Aim:
Repeat all the material exactly; pictures stay out of your copy.

— start Record extracts —

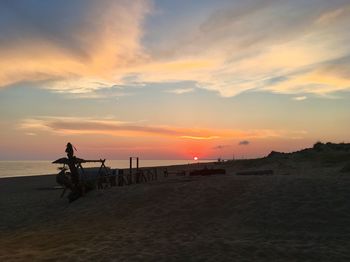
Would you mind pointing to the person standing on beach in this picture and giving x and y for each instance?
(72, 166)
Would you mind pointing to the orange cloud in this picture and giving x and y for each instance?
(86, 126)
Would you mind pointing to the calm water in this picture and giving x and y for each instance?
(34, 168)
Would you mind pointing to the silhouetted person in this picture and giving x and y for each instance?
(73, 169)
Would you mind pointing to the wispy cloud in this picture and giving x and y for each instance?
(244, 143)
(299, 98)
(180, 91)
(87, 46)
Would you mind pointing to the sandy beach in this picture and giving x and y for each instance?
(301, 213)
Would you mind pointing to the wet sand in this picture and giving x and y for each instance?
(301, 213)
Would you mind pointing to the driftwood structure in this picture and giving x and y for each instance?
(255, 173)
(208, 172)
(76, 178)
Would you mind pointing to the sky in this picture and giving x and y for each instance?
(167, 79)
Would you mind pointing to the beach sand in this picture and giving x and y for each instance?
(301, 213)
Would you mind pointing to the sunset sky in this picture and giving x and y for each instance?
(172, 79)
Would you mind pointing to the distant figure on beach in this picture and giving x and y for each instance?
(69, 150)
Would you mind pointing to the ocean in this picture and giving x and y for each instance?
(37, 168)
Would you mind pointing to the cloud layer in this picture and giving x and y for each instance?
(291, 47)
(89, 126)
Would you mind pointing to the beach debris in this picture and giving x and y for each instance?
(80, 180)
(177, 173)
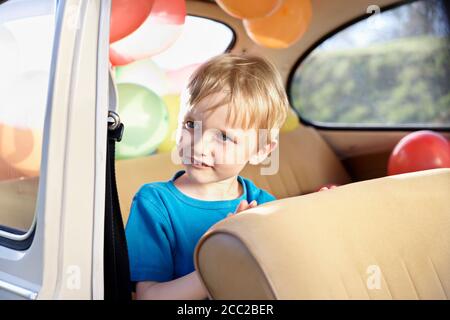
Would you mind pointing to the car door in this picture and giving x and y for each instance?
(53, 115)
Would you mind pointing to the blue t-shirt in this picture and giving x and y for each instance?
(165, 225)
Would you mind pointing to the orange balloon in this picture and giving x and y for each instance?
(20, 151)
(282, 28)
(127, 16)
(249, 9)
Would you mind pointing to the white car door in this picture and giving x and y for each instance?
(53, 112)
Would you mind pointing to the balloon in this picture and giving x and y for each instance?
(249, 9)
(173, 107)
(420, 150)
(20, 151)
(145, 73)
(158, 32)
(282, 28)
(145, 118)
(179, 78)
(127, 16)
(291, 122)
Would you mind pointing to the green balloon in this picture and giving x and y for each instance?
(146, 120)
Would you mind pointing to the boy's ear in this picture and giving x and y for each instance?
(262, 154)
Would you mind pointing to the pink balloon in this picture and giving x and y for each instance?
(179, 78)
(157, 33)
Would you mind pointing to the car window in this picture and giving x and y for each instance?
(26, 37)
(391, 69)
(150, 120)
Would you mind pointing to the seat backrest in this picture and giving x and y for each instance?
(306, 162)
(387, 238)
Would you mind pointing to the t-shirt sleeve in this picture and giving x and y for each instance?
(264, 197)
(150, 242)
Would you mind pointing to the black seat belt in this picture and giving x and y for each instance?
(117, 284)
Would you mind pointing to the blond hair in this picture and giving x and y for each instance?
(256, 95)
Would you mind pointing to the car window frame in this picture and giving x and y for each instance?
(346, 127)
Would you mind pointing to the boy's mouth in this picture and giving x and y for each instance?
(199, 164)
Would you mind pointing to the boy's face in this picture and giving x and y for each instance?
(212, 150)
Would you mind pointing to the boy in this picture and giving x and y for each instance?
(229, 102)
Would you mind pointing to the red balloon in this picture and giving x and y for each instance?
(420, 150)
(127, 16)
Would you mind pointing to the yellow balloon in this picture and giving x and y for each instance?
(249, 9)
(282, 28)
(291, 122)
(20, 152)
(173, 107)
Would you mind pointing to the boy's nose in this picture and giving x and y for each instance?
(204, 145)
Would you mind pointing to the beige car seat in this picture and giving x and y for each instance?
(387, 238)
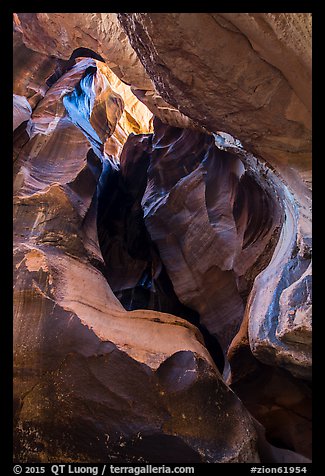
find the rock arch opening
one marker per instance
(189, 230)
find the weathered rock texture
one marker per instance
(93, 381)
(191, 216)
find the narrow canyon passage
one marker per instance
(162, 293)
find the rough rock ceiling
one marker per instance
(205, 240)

— end Record extracts —

Task response:
Would you mind pointing to the person standing on beach in this picture and giving x and y for each instance?
(72, 166)
Would you mind pointing to the orange cloud in this picture and giving x and y for each instance?
(86, 126)
Would you mind pointing to the calm water in this picture and giving x and y for each instance?
(34, 168)
Would you mind pointing to the silhouetted person in this picture and giving x and y for each instance?
(73, 169)
Would you mind pointing to the wispy cloud in this picture and giving x and y for each instance?
(244, 143)
(299, 98)
(180, 91)
(87, 46)
Would you mind pointing to the sandy beach in this picture and giving x and y for each instance?
(301, 213)
Would you mind pointing to the wet sand in this picture and giving x and y for each instance?
(301, 213)
Would you mind pointing to the driftwood structure in this picture and giving x and y for each instance?
(255, 173)
(208, 172)
(76, 178)
Would you mind pointing to the sky in this picture and giving x and y for each instance?
(167, 79)
Would you mind pointing to the beach sand in this picture and giving x and y for each instance?
(301, 213)
Would you mind pointing to the sunset sky in this picture and giving x and y for each instance?
(172, 79)
Would you mind pointing to the distant figure on beach in this picture and giving x and y for each instance?
(69, 150)
Would you mind pointing to the ocean in this picture and giving x and y for each instance?
(37, 168)
Would you mind pointing to the cloud layer in this picture and giving x and y for each instance?
(291, 47)
(89, 126)
Would you mind pointing to the beach debris in this picture and giving x and y for each instance?
(80, 180)
(177, 173)
Would you mind pointing to the car door in this picture and giving x and y for each instance?
(53, 115)
Would you mind pointing to the blue t-shirt in this picture and giving x and y for each instance?
(165, 225)
Would you mind pointing to the orange balloon in this picture and giving x and y for each instance?
(20, 151)
(282, 28)
(127, 16)
(249, 9)
Would you mind pointing to the white car door in this picture and giving x and y for each instance?
(53, 112)
Would you mind pointing to the balloon in this picture and giving x and y for each instance?
(249, 9)
(173, 107)
(420, 150)
(20, 151)
(145, 73)
(158, 32)
(282, 28)
(145, 118)
(179, 78)
(127, 16)
(291, 122)
Would you mind pointing to the green balloon in this picture and giving x and y for each instance?
(146, 120)
Would you mind pointing to the boy's ear in this picture and giving x and y for each instance?
(262, 154)
Would you mind pointing to the pink balloon in this picture and giving x and y for each instance?
(179, 78)
(157, 33)
Would you mind pointing to the car window in this picture and giving x and y for each instance?
(26, 37)
(391, 69)
(150, 120)
Would you mind pointing to the seat backrest in this picture and giving x and y for each instance?
(306, 162)
(387, 238)
Would you mind pointing to the t-shirt sleeve in this picture and giving x and y for each instance?
(264, 197)
(150, 242)
Would you mind pointing to the black seat belt in this picture and giving x and y for each instance?
(117, 284)
Would you mind pointing to the blond hair in this picture and giving x and y for each instance?
(256, 95)
Would you mind pointing to the car window frame in this picture and giving x and y for each instance?
(346, 127)
Would you mind pointing to the boy's mouth in this picture and giving x and y for each instance?
(199, 164)
Would you mind pointing to the boy's face in this picture and giving x and y for each instance?
(212, 150)
Would you mind pointing to the boy in this picture and giving x and y for each instance?
(229, 102)
Would you mind pointing to the red balloon in this picture and giving x and y for each instance?
(420, 150)
(127, 16)
Would you mind pointing to the yellow balloon in this picture and giving x and y for each instance?
(249, 9)
(282, 28)
(291, 122)
(20, 152)
(173, 107)
Would you mind pointing to the boy's nose in this picture and giving x and y for each instance?
(204, 145)
Would you mind pointing to the beige car seat in this picture and giving x and y for each instance?
(387, 238)
find the rock arch opening
one marker per instance
(189, 230)
find the weathered rock texture
one marker per instance
(93, 381)
(191, 216)
find the narrow canyon passage
one marker per instance
(162, 293)
find the rough rock ceiling
one marker per instance
(205, 240)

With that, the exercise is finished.